将下方Feature4X摘要中从“近期，二维及多模态模型通过大”起至“够沉浸式地动态交互四维场景。”止的内容逐字重新录入，首尾两处均包括在内。

文本片段:

◆ ◆ ◆

Feature4X：通过多功能高斯特征场将任意单目视频桥接至4D智能体AI

摘要

近期，二维及多模态模型通过大规模数据集上的训练取得了显著成功。然而，将这些成果扩展到实现与复杂三维/四维场景的自由交互及高级语义操作仍面临挑战。这一难题主要源于缺乏大规模、标注完整的三维/四维或多视角数据集，这些数据集对于开放词汇和基于提示的分割、语言引导编辑以及视觉问答（VQA）等可泛化的视觉与语言任务至关重要。本文中，我们提出了Feature4X，一个通用框架，旨在仅利用单目视频输入（广泛存在于用户生成内容中），将任何二维视觉基础模型的功能扩展至四维领域。Feature4X中的“X”象征其多功能性，通过可适应、模型条件化的四维特征场蒸馏，支持执行任何任务。我们框架的核心在于一种动态优化策略，它将多种模型能力统一于单一表示之中。此外，据我们所知，Feature4X是首个利用高斯溅射技术将视频基础模型（如SAM2、InternVideo2）的特征蒸馏并提升为显式四维特征场的方法。我们的实验展示了在LLM反馈循环支持下，跨所有时间步长的新视角任意分割、几何与外观场景编辑以及自由形式VQA。这些进展通过为可扩展、具备上下文和时空感知能力的系统奠定基础，拓宽了代理式AI应用的范围，使其能够沉浸式地动态交互四维场景。

English

Recent advancements in 2D and multimodal models have achieved remarkable success by leveraging large-scale training on extensive datasets. However, extending these achievements to enable free-form interactions and high-level semantic operations with complex 3D/4D scenes remains challenging. This difficulty stems from the limited availability of large-scale, annotated 3D/4D or multi-view datasets, which are crucial for generalizable vision and language tasks such as open-vocabulary and prompt-based segmentation, language-guided editing, and visual question answering (VQA). In this paper, we introduce Feature4X, a universal framework designed to extend any functionality from 2D vision foundation model into the 4D realm, using only monocular video input, which is widely available from user-generated content. The "X" in Feature4X represents its versatility, enabling any task through adaptable, model-conditioned 4D feature field distillation. At the core of our framework is a dynamic optimization strategy that unifies multiple model capabilities into a single representation. Additionally, to the best of our knowledge, Feature4X is the first method to distill and lift the features of video foundation models (e.g. SAM2, InternVideo2) into an explicit 4D feature field using Gaussian Splatting. Our experiments showcase novel view segment anything, geometric and appearance scene editing, and free-form VQA across all time steps, empowered by LLMs in feedback loops. These advancements broaden the scope of agentic AI applications by providing a foundation for scalable, contextually and spatiotemporally aware systems capable of immersive dynamic 4D scene interaction.

◆ ◆ ◆

所给条目:
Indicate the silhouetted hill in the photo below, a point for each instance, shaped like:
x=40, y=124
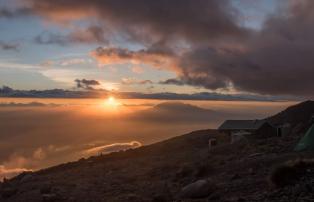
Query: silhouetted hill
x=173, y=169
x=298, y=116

◆ ◆ ◆

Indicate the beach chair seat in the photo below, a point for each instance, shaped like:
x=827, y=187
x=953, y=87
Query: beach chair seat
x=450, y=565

◆ ◆ ◆

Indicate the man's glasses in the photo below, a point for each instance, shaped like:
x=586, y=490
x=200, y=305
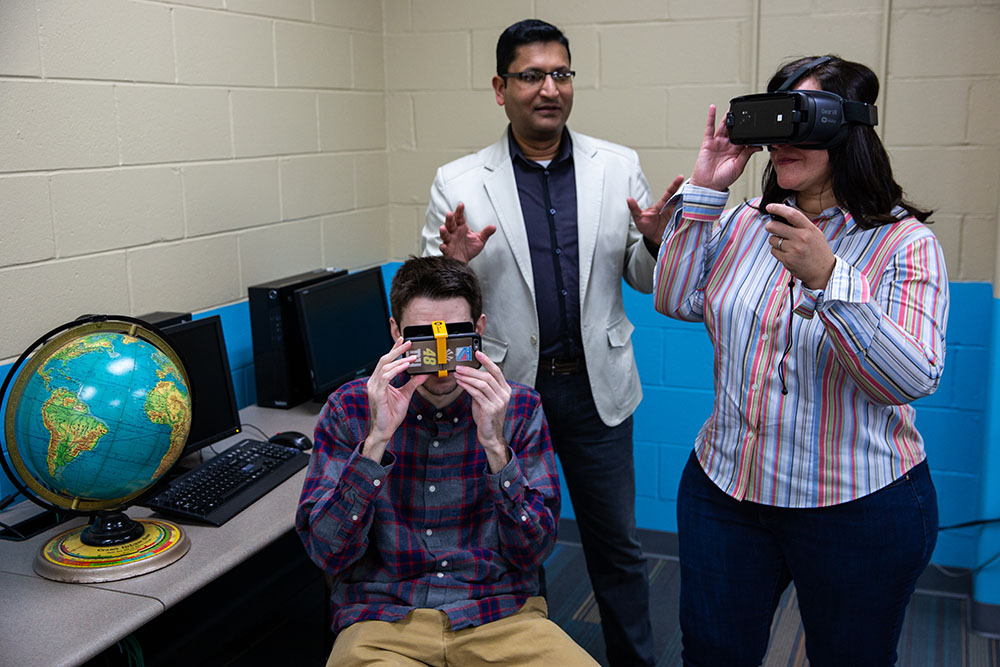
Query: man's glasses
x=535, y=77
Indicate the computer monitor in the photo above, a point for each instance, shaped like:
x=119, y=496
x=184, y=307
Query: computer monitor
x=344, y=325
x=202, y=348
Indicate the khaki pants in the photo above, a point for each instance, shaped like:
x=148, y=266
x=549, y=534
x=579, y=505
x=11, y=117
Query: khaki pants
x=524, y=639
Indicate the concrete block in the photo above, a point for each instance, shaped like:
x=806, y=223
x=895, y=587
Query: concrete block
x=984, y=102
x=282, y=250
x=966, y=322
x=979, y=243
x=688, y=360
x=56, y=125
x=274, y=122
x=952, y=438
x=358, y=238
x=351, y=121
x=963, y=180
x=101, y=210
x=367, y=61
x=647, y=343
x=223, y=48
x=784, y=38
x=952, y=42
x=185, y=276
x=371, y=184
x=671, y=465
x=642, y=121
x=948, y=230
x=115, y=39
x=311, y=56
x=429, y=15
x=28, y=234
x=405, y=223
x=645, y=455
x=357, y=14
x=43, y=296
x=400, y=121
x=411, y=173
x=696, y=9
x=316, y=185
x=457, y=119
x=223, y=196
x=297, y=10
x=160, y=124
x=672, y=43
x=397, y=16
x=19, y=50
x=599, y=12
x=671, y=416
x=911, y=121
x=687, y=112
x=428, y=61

◆ ◆ ◆

书面答复:
近期，二维及多模态模型通过大规模数据集上的训练取得了显著成功。然而，将这些成果扩展到实现与复杂三维/四维场景的自由交互及高级语义操作仍面临挑战。这一难题主要源于缺乏大规模、标注完整的三维/四维或多视角数据集，这些数据集对于开放词汇和基于提示的分割、语言引导编辑以及视觉问答（VQA）等可泛化的视觉与语言任务至关重要。本文中，我们提出了Feature4X，一个通用框架，旨在仅利用单目视频输入（广泛存在于用户生成内容中），将任何二维视觉基础模型的功能扩展至四维领域。Feature4X中的“X”象征其多功能性，通过可适应、模型条件化的四维特征场蒸馏，支持执行任何任务。我们框架的核心在于一种动态优化策略，它将多种模型能力统一于单一表示之中。此外，据我们所知，Feature4X是首个利用高斯溅射技术将视频基础模型（如SAM2、InternVideo2）的特征蒸馏并提升为显式四维特征场的方法。我们的实验展示了在LLM反馈循环支持下，跨所有时间步长的新视角任意分割、几何与外观场景编辑以及自由形式VQA。这些进展通过为可扩展、具备上下文和时空感知能力的系统奠定基础，拓宽了代理式AI应用的范围，使其能够沉浸式地动态交互四维场景。